Kein Paradigmenwechsel bei T2DM - Reversibilität nicht belegt!

Die hier zusätzlich zitierte, ältere Studie aus dem Jahr 2011 von E. L. Lim et al. mit dem Titel: "Reversal of type 2 diabetes: normalisation of beta cell function in association with decreased pancreas and liver triacylglycerol" (Diabetologia 2011; 54: 2506) unter
http://link.springer.com/article/10.1007%2Fs00125-011-2204-7
bezieht sich auf ganze 11 Versuchspersonen (9 Männer, 2 Frauen) im Durchschnittsalter von knapp 50 Jahren mit einem durchschnittlichen BMI von 33,6 ["49.5? +/- 2.5 years, BMI 33.6? +/- ?1.2 kg/m², nine male and two female"] mit einer täglichen 600 Kcal-Reduktionsdiät ["(600 kcal)/day diet"].
Sie suggeriert irreführend einen grundsätzlichen Typ-2-Diabetes (T2DM) Paradigmenwechsel und unterstellt eine nosologische Reversibilität dieser Stoffwechselerkrankung nicht nur durch die bariatrische Chirurgie.
•••
- _Informationen nutzen_
• A. Aktualisieren Sie die Passage des Lesetexts zur Diabetes-Studie, beginnend mit "Sie suggeriert irreführend" und weiter bis einschließlich "die bariatrische Chirurgie.", und setzen Sie dabei "Ernährungsumstellung" an die Stelle von "bariatrische Chirurgie".
• B. Schreiben Sie den Lesetext über die Reversibilität von Typ-2-Diabetes im Anschluss an seinen letzten Satz weiter.

- _Daten_
•••
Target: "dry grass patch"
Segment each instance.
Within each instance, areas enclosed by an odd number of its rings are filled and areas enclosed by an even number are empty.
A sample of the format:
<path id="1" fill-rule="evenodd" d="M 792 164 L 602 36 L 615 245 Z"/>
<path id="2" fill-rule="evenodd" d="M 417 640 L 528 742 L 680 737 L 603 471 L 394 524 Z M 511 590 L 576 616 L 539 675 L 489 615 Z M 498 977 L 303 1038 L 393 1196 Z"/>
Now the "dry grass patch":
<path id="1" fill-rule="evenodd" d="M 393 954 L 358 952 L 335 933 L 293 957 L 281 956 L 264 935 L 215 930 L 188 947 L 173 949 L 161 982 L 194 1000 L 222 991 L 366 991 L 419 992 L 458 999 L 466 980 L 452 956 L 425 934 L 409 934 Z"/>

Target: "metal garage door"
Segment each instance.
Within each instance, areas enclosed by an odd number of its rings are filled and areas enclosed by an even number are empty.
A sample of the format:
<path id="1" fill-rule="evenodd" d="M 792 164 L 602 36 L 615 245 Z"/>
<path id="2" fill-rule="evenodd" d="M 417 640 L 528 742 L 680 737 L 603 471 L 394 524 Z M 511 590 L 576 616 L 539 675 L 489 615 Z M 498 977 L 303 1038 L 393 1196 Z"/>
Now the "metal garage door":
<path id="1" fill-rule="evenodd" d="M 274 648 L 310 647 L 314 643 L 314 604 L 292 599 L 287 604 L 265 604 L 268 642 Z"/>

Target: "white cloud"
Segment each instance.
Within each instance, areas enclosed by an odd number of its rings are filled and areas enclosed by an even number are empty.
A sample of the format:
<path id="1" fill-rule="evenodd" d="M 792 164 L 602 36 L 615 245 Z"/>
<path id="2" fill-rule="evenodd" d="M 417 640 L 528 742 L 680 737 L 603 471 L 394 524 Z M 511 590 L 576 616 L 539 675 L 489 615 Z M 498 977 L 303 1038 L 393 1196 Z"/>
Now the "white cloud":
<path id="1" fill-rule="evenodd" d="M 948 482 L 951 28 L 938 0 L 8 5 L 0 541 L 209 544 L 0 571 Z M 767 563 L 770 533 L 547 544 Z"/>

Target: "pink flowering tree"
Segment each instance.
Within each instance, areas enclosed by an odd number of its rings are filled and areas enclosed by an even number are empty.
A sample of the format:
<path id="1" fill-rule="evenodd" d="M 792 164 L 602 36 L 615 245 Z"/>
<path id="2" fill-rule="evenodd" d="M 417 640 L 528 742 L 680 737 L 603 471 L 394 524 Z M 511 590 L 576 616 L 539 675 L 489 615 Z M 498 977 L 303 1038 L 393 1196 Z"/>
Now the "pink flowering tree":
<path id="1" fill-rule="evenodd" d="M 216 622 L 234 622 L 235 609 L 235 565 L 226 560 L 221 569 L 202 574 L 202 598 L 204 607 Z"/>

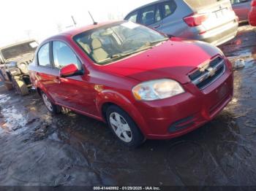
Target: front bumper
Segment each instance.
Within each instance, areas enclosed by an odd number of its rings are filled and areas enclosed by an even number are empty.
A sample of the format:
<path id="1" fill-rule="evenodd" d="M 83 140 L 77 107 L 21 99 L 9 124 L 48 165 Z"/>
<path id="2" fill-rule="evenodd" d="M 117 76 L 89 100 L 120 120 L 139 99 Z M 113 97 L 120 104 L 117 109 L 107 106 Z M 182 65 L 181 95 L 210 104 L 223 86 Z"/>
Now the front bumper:
<path id="1" fill-rule="evenodd" d="M 203 90 L 192 83 L 184 85 L 184 87 L 186 93 L 177 96 L 136 104 L 140 118 L 143 119 L 138 125 L 147 139 L 180 136 L 211 120 L 232 99 L 233 74 L 227 70 Z"/>

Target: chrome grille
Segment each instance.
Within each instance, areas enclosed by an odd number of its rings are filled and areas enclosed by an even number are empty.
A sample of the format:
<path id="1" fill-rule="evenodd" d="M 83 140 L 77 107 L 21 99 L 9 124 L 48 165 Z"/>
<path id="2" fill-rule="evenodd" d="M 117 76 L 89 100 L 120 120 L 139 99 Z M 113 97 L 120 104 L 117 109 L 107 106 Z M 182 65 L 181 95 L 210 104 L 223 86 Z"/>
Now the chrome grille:
<path id="1" fill-rule="evenodd" d="M 217 57 L 210 63 L 199 67 L 189 75 L 192 82 L 203 90 L 220 77 L 225 71 L 225 62 L 221 57 Z"/>

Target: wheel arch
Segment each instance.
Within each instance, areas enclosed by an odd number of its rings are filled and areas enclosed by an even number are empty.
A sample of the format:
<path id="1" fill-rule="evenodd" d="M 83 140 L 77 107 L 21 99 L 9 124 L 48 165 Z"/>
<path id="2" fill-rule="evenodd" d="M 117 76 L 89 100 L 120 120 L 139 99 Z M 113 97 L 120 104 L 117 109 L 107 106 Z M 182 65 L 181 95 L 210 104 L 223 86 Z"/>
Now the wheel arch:
<path id="1" fill-rule="evenodd" d="M 101 93 L 96 98 L 96 104 L 99 113 L 105 122 L 107 122 L 106 111 L 108 106 L 114 105 L 127 112 L 140 129 L 142 133 L 146 134 L 146 132 L 148 131 L 148 128 L 142 115 L 132 102 L 121 93 L 113 90 Z"/>

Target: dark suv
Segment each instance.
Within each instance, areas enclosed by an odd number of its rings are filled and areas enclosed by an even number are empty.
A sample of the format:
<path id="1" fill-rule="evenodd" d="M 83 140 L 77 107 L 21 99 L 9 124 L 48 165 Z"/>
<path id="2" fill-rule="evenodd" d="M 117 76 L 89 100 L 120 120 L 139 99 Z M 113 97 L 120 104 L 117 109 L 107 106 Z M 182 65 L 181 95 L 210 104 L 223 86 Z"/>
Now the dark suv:
<path id="1" fill-rule="evenodd" d="M 0 48 L 0 79 L 7 90 L 25 96 L 31 87 L 28 66 L 34 59 L 38 43 L 29 40 Z"/>
<path id="2" fill-rule="evenodd" d="M 124 19 L 214 45 L 234 38 L 238 25 L 230 0 L 160 0 L 132 11 Z"/>

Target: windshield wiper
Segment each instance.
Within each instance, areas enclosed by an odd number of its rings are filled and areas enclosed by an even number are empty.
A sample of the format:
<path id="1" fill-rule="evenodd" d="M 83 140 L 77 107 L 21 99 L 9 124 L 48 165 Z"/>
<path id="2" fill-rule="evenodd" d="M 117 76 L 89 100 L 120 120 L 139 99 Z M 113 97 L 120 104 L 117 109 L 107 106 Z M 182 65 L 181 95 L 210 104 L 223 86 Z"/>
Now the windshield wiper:
<path id="1" fill-rule="evenodd" d="M 159 43 L 159 42 L 164 42 L 164 41 L 167 41 L 167 39 L 169 39 L 169 38 L 165 38 L 165 39 L 162 39 L 151 41 L 151 42 L 149 42 L 149 44 L 152 46 L 152 45 L 154 45 L 155 44 L 157 44 L 157 43 Z"/>
<path id="2" fill-rule="evenodd" d="M 143 46 L 142 47 L 135 50 L 135 51 L 132 51 L 132 52 L 127 52 L 127 53 L 121 53 L 121 54 L 116 54 L 116 55 L 113 55 L 111 56 L 111 58 L 120 58 L 120 57 L 125 57 L 125 56 L 128 56 L 128 55 L 133 55 L 133 54 L 135 54 L 135 53 L 138 53 L 139 52 L 141 52 L 141 51 L 144 51 L 144 50 L 146 50 L 148 49 L 150 49 L 151 48 L 152 46 L 151 45 L 148 45 L 146 47 L 146 46 Z"/>
<path id="3" fill-rule="evenodd" d="M 159 43 L 159 42 L 164 42 L 164 41 L 167 41 L 167 39 L 169 39 L 169 38 L 165 38 L 165 39 L 158 39 L 158 40 L 146 42 L 143 46 L 142 46 L 141 47 L 140 47 L 139 49 L 138 49 L 138 50 L 136 50 L 135 51 L 129 52 L 127 53 L 120 53 L 120 54 L 113 55 L 111 56 L 111 58 L 112 59 L 118 58 L 121 58 L 121 57 L 128 56 L 128 55 L 133 55 L 133 54 L 138 53 L 139 52 L 144 51 L 146 50 L 152 48 L 154 44 L 156 44 L 157 43 Z"/>

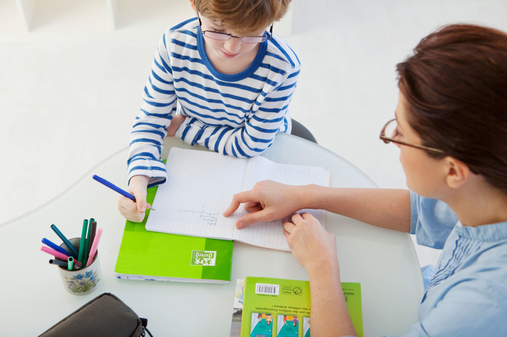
•••
- _Ergebnisse der Übungen_
• A.
Sie suggeriert irreführend einen grundsätzlichen Typ-2-Diabetes (T2DM) Paradigmenwechsel und unterstellt eine nosologische Reversibilität dieser Stoffwechselerkrankung nicht nur durch die Ernährungsumstellung.

• B.
Neben der hier in der ÄZ referierten, bisher noch nicht publizierten Studie von Professor Stephan Martin vom Westdeutschen Diabetes- und Gesundheitszentrum in Düsseldorf und einer Reihe von "follow-up"-Beobachtungen nach bariatrischer Chirurgie als offene Verlaufsbeobachtungen, bei denen sich aus grundsätzlich Erwägungen "Placebo"-Vergleiche verbieten, gibt es eine weitere, in ihren Schlussfolgerungen höchst spekulative Studie zur angeblichen T2DM-Reversibilität, die sich eher als "OPTIFAST"-Werbeveranstaltung liest:

Es ist "Very-Low-Calorie Diet and 6 Months of Weight Stability in Type 2 Diabetes: Pathophysiologic Changes in Responders and Nonresponders" von Sarah Steven et al. doi: 10.2337/dc15-1942 aus Diabetes Care March 21, 2016
http://care.diabetesjournals.org/content/early/2016/02/24/dc15-1942.abstract
Dazu titelt MedscapeDeutschland "Wer sich kasteit, hat gute Chancen: Britische Studie belegt, dass Typ-2-Diabetes umkehrbar ist – auch längerfristig"
http://deutsch.medscape.com/artikelansicht/4904760?nlid=103807_3122#vp_4

Doch fünf inhaltlich kritische Punkte bleiben zu dieser Publikation von S. Steven:
1. Die prinzipielle Reversibilität jeder lebenslangen systemischen Stoffwechselerkrankung ist nicht durch eine gerade mal 6-monatige Erhaltungsphase beweisbar.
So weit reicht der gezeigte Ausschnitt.